SOURCE EXTRACT:
Ann Coulter arrives at a dinner to celebrate Time 100, Monday, May 8, 2006 in New York. The group of outspoken 9/11 widows who pushed for the commission to investigate the attacks are "self-obsessed" and act "as if the terrorist attacks happened only to them," the conservative author charges in her new book. (AP Photo/Jason DeCrow)
AP Photo/Jason DeCrow
Conservative columnist Ann Coulter has refused to cooperate in an investigation about whether she voted in the wrong precinct, so the case will likely be turned over to state prosecutors, Palm Beach County's elections chief said Wednesday.

Elections Supervisor Arthur Anderson said his office has been looking into the matter for nearly nine months, and he would turn over the case to the state attorney's office by Friday.

Coulter's attorney did not immediately return a telephone message Wednesday and her telephone number in Palm Beach is unpublished. A message left for Tara Gilbride, a publicist for Coulter's publisher, The Crown Publishing Group, owned by Random House Inc., was also not immediately returned.

RECORD LIST:
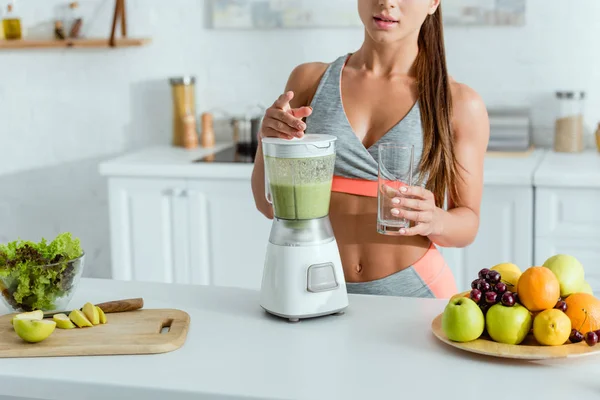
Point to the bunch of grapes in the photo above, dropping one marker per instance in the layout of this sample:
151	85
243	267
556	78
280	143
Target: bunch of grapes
488	289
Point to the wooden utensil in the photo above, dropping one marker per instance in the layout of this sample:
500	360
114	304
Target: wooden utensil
135	332
528	350
109	307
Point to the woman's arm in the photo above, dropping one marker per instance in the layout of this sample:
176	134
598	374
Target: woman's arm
471	128
458	226
282	120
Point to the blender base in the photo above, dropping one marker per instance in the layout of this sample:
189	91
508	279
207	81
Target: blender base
303	282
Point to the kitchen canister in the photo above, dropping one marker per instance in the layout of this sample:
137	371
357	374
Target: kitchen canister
568	127
184	110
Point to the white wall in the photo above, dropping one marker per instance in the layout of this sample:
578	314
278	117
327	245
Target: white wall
77	106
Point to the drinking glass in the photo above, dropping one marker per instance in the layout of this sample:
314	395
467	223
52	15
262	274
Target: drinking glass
395	163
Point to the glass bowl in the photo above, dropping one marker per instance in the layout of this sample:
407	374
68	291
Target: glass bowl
42	287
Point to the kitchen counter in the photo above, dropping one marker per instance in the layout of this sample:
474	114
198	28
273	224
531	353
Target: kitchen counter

SHORT PROBLEM: Please reproduce the passage of the news excerpt above word for word, starting at "Elections Supervisor Arthur" and ending at "not immediately returned.".

EXERCISE OUTPUT:
Elections Supervisor Arthur Anderson said his office has been looking into the matter for nearly nine months, and he would turn over the case to the state attorney's office by Friday.

Coulter's attorney did not immediately return a telephone message Wednesday and her telephone number in Palm Beach is unpublished. A message left for Tara Gilbride, a publicist for Coulter's publisher, The Crown Publishing Group, owned by Random House Inc., was also not immediately returned.